- [Task brief]: Reproduce verbatim the lines beginning with the line that contains "Target: shower floor tile" and continuing through the line that contains "x=539 y=341", with both of those lines included.

- [Input rows]:
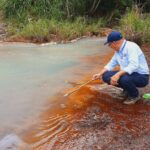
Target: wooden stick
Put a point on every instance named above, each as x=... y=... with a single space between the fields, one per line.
x=67 y=94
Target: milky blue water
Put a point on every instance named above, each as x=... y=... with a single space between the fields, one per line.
x=30 y=74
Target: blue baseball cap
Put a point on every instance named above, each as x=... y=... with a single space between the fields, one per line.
x=113 y=36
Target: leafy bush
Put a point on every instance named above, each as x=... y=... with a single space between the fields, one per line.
x=135 y=26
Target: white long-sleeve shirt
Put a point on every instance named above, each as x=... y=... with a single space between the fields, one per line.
x=130 y=58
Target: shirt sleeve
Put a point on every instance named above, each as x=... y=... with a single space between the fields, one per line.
x=133 y=61
x=112 y=63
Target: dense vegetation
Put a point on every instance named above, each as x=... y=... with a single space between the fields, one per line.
x=44 y=20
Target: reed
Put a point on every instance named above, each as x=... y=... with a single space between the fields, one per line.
x=136 y=25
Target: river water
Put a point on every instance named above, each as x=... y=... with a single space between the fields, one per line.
x=35 y=115
x=31 y=74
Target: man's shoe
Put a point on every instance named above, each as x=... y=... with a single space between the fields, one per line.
x=132 y=100
x=124 y=93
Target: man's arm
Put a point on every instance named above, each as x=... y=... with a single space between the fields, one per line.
x=116 y=77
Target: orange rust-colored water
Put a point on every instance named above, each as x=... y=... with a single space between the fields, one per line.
x=88 y=119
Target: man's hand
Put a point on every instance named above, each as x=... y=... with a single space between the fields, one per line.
x=99 y=75
x=114 y=79
x=96 y=76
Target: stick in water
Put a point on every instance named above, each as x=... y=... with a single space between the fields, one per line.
x=67 y=94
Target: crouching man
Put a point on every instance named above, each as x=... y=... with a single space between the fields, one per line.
x=134 y=71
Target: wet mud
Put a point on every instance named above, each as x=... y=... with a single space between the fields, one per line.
x=93 y=118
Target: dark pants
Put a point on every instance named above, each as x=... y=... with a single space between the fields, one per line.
x=128 y=82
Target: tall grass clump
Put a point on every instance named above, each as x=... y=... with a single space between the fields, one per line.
x=136 y=26
x=44 y=30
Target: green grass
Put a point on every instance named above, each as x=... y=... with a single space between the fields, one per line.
x=135 y=26
x=44 y=30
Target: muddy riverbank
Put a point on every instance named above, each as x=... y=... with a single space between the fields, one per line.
x=93 y=118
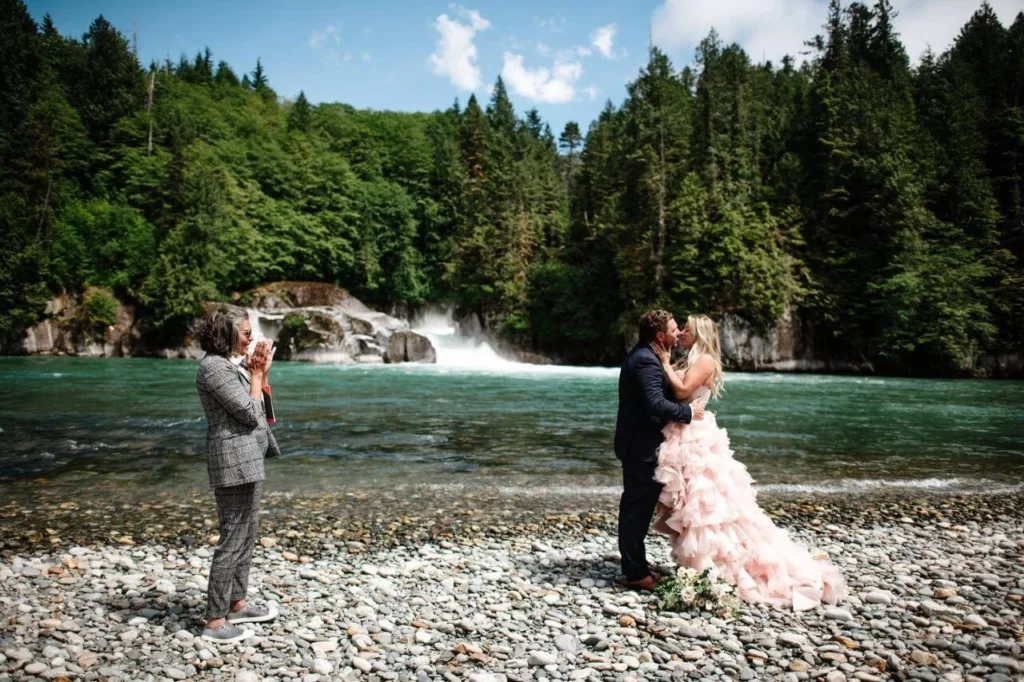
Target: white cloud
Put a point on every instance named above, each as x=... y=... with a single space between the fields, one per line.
x=331 y=34
x=456 y=53
x=771 y=29
x=555 y=85
x=554 y=25
x=603 y=39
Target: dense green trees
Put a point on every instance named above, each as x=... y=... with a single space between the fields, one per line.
x=880 y=201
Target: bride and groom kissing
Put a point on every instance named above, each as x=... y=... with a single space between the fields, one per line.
x=677 y=465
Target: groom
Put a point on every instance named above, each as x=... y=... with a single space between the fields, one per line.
x=645 y=406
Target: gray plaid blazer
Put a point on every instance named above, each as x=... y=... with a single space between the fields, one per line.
x=238 y=436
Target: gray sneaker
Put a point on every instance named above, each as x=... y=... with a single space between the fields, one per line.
x=225 y=634
x=252 y=614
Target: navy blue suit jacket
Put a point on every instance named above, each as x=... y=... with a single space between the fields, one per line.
x=645 y=406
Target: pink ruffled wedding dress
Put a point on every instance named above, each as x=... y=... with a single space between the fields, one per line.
x=709 y=509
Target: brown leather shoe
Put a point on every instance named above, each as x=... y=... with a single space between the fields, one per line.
x=646 y=584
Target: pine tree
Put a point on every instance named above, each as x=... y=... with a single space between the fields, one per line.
x=300 y=117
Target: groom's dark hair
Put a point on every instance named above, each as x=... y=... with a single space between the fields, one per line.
x=651 y=323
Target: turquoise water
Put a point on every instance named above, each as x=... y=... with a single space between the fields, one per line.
x=73 y=422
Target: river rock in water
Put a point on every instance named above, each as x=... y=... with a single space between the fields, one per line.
x=410 y=347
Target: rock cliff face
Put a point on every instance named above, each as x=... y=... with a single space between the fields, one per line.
x=310 y=322
x=314 y=322
x=67 y=330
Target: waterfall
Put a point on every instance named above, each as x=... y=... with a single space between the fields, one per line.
x=459 y=351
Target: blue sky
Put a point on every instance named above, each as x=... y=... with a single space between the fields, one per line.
x=566 y=58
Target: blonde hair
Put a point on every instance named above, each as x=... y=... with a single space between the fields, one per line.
x=706 y=342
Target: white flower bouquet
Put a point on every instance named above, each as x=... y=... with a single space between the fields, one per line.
x=705 y=591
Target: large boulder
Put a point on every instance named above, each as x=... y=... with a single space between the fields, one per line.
x=410 y=347
x=94 y=324
x=309 y=335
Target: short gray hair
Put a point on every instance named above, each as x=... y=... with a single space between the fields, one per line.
x=220 y=330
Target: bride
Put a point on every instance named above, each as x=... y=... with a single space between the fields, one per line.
x=708 y=506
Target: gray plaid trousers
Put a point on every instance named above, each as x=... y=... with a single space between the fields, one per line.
x=238 y=510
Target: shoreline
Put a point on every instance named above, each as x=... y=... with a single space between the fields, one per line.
x=421 y=512
x=421 y=584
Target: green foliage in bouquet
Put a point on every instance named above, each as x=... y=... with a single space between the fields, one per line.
x=689 y=590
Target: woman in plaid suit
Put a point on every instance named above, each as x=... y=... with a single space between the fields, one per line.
x=238 y=440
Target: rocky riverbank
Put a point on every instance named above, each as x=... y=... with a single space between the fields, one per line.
x=427 y=584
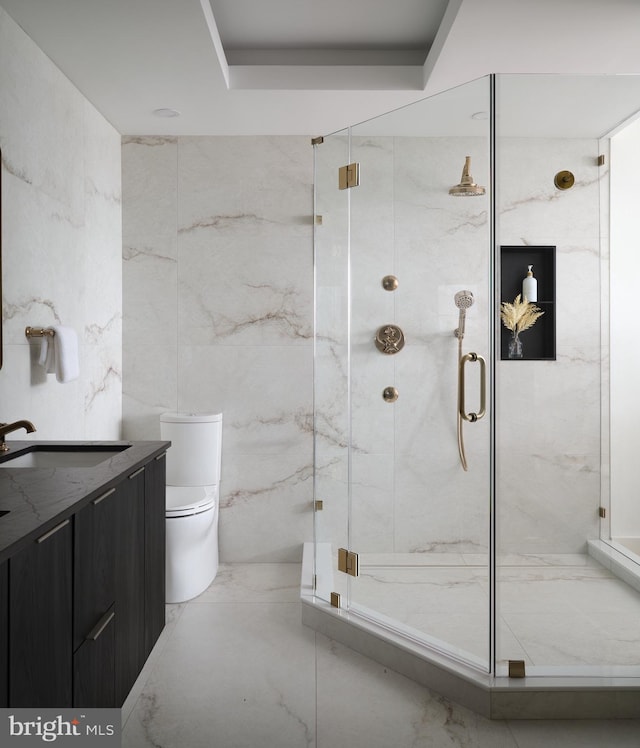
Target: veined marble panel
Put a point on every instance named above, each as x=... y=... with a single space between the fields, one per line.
x=62 y=261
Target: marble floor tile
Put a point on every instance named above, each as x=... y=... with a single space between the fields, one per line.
x=235 y=668
x=254 y=583
x=362 y=704
x=231 y=674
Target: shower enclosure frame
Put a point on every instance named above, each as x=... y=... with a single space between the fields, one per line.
x=492 y=693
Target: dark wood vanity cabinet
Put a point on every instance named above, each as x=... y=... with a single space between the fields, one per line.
x=4 y=634
x=154 y=549
x=82 y=606
x=129 y=544
x=94 y=608
x=40 y=620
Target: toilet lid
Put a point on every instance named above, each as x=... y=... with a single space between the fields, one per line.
x=182 y=500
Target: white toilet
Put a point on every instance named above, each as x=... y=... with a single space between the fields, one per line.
x=193 y=491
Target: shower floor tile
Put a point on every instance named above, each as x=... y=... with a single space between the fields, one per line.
x=561 y=609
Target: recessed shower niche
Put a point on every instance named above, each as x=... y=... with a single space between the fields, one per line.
x=476 y=583
x=539 y=341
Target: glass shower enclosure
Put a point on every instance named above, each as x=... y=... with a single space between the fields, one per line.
x=462 y=498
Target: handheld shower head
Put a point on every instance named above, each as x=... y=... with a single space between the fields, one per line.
x=463 y=300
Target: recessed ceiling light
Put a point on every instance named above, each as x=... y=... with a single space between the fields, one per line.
x=166 y=112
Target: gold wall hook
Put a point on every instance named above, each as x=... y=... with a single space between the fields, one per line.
x=564 y=180
x=389 y=283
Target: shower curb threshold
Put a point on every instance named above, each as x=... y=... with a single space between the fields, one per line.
x=494 y=697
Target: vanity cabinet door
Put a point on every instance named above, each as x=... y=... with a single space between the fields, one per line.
x=94 y=675
x=40 y=621
x=129 y=609
x=94 y=607
x=155 y=549
x=4 y=635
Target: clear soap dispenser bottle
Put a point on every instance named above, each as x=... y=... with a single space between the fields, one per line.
x=530 y=286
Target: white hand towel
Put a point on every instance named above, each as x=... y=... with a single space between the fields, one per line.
x=47 y=355
x=65 y=345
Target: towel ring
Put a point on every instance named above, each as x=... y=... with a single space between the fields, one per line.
x=38 y=332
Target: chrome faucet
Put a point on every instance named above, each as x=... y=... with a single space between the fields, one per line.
x=7 y=428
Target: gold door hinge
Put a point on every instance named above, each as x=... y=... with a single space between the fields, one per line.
x=348 y=562
x=348 y=176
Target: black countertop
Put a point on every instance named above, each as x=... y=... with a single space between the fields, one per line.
x=37 y=499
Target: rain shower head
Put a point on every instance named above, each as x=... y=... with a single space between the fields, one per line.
x=467 y=187
x=463 y=300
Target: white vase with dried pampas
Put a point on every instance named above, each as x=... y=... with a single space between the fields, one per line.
x=517 y=317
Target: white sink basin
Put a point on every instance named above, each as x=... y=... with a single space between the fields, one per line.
x=43 y=458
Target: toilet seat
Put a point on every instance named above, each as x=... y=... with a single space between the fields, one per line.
x=184 y=501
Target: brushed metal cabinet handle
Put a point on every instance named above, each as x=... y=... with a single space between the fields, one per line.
x=104 y=496
x=53 y=531
x=101 y=625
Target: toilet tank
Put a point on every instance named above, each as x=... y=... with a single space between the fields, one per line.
x=196 y=448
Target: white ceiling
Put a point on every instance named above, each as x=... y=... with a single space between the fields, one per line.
x=311 y=67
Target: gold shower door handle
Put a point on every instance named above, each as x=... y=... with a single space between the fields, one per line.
x=472 y=417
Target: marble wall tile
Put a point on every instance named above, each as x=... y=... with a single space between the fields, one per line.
x=226 y=272
x=61 y=244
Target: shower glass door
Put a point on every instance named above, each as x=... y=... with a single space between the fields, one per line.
x=400 y=262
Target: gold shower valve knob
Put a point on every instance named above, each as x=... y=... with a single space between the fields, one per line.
x=390 y=394
x=389 y=339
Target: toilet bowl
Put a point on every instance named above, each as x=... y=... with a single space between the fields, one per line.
x=192 y=503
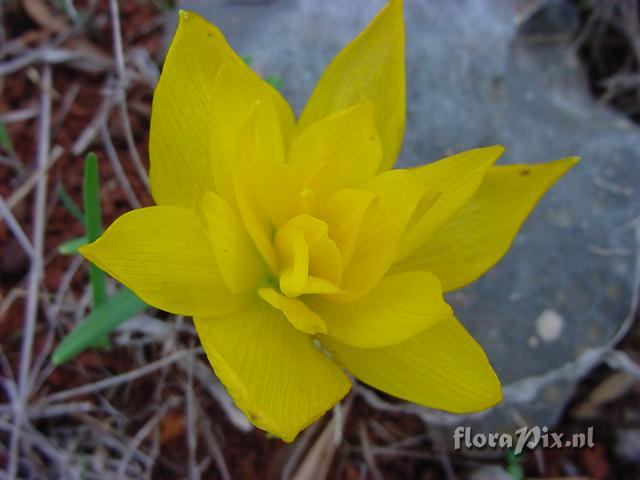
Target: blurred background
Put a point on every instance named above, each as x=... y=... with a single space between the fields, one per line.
x=545 y=78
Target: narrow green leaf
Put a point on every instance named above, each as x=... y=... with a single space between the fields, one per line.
x=70 y=205
x=93 y=223
x=5 y=139
x=121 y=306
x=70 y=247
x=275 y=81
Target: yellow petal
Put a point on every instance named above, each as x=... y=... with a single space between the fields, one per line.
x=250 y=152
x=293 y=260
x=372 y=68
x=344 y=212
x=304 y=250
x=442 y=367
x=239 y=262
x=401 y=306
x=183 y=112
x=235 y=89
x=164 y=256
x=482 y=232
x=298 y=314
x=345 y=144
x=274 y=373
x=398 y=194
x=457 y=178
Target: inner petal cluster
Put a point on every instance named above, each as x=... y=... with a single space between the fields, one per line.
x=309 y=260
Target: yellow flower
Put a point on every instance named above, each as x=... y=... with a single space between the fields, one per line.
x=296 y=248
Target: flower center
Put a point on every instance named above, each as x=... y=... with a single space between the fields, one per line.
x=309 y=261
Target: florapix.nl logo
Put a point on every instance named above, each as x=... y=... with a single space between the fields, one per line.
x=525 y=437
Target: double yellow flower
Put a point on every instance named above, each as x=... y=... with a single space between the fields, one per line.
x=294 y=245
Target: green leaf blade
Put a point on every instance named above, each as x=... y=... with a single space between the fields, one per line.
x=93 y=330
x=93 y=223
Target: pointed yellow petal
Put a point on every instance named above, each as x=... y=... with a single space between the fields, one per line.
x=457 y=178
x=293 y=260
x=250 y=153
x=346 y=144
x=235 y=89
x=442 y=367
x=344 y=212
x=398 y=194
x=239 y=262
x=482 y=232
x=274 y=373
x=164 y=256
x=400 y=307
x=372 y=68
x=298 y=314
x=183 y=113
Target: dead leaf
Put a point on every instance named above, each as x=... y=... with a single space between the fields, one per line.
x=43 y=14
x=612 y=387
x=172 y=426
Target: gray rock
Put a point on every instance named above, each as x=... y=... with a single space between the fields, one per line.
x=481 y=72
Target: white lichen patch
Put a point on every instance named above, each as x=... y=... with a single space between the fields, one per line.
x=549 y=325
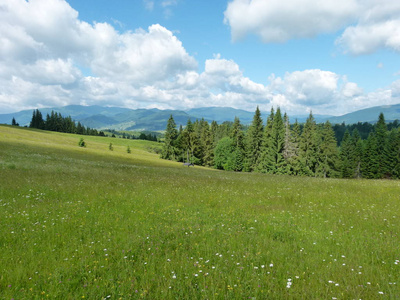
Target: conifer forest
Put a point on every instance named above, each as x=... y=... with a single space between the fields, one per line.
x=279 y=147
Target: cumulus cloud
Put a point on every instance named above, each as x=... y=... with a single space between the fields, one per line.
x=49 y=57
x=368 y=24
x=279 y=21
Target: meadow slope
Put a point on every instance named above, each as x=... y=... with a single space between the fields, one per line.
x=92 y=223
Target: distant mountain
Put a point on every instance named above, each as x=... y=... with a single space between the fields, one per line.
x=370 y=115
x=222 y=114
x=117 y=118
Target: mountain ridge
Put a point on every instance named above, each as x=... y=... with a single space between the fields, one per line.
x=118 y=118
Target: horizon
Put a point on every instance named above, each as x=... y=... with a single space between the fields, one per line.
x=187 y=110
x=332 y=59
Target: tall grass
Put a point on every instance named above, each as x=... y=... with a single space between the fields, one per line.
x=90 y=223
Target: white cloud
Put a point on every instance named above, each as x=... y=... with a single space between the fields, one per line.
x=42 y=66
x=279 y=21
x=148 y=4
x=368 y=24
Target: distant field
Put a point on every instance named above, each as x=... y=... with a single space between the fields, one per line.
x=90 y=223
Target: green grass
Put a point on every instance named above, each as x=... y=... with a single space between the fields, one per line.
x=92 y=223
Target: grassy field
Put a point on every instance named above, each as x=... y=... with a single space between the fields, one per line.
x=90 y=223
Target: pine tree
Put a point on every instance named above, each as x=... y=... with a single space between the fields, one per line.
x=293 y=159
x=208 y=145
x=327 y=154
x=347 y=156
x=370 y=163
x=381 y=140
x=168 y=150
x=392 y=154
x=273 y=144
x=358 y=152
x=238 y=140
x=189 y=141
x=223 y=158
x=308 y=147
x=253 y=142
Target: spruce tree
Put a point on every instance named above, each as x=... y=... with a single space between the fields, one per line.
x=358 y=152
x=237 y=137
x=370 y=163
x=168 y=150
x=392 y=154
x=347 y=156
x=189 y=141
x=208 y=145
x=327 y=154
x=381 y=140
x=292 y=158
x=308 y=147
x=273 y=145
x=253 y=142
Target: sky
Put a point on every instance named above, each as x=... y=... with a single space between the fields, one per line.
x=330 y=57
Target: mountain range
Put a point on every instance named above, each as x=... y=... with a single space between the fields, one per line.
x=100 y=117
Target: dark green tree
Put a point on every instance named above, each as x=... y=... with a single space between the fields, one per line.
x=358 y=152
x=14 y=123
x=171 y=134
x=381 y=141
x=223 y=154
x=273 y=160
x=347 y=156
x=392 y=154
x=370 y=163
x=253 y=142
x=308 y=147
x=327 y=153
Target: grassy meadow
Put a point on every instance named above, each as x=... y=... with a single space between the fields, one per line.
x=90 y=223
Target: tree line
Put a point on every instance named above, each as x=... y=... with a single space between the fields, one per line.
x=278 y=147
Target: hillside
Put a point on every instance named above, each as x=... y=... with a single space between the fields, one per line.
x=99 y=117
x=370 y=115
x=102 y=224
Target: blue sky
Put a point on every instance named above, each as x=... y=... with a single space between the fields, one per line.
x=331 y=56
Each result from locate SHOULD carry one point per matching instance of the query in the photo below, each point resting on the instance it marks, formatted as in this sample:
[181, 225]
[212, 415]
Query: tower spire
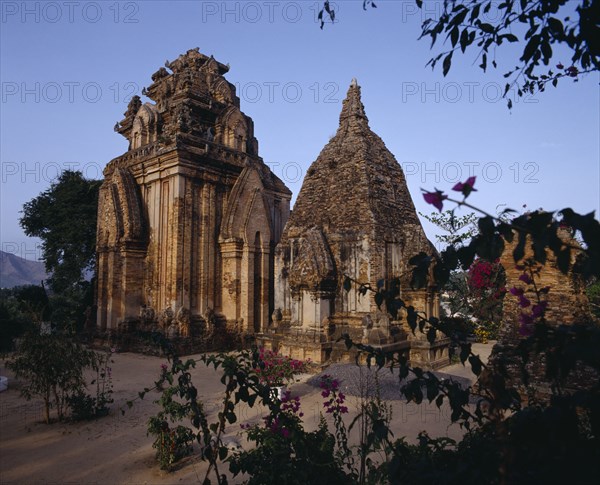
[352, 107]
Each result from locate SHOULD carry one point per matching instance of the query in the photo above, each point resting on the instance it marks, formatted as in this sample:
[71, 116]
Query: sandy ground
[116, 450]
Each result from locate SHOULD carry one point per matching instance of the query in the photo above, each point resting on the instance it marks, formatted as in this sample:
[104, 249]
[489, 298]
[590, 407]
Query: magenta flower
[466, 187]
[516, 291]
[524, 302]
[525, 278]
[539, 309]
[436, 199]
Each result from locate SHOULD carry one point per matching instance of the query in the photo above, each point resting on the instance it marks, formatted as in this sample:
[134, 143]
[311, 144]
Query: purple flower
[526, 328]
[539, 309]
[466, 187]
[436, 199]
[525, 278]
[516, 291]
[524, 302]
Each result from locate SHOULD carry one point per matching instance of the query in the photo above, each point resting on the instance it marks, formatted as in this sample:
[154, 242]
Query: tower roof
[356, 185]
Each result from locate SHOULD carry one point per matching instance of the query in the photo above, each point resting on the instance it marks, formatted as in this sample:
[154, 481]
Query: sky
[69, 68]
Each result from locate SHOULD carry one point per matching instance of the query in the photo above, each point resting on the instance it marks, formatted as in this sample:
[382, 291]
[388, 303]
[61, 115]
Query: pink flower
[466, 187]
[539, 309]
[525, 278]
[524, 302]
[436, 199]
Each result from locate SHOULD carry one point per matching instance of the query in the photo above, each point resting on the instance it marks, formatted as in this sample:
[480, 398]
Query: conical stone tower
[353, 217]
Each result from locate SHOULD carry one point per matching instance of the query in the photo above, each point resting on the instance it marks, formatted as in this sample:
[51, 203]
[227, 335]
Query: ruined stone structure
[190, 215]
[567, 304]
[353, 217]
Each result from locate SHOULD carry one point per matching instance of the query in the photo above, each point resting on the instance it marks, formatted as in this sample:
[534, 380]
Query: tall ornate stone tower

- [Result]:
Target: shower floor tile
Put a point on every instance named above, each as x=... y=... with a single space between the fields, one per line.
x=561 y=609
Target: recessed shower niche
Put a point on every instance named above, each as x=... y=... with a single space between the fields, one per line.
x=476 y=583
x=539 y=341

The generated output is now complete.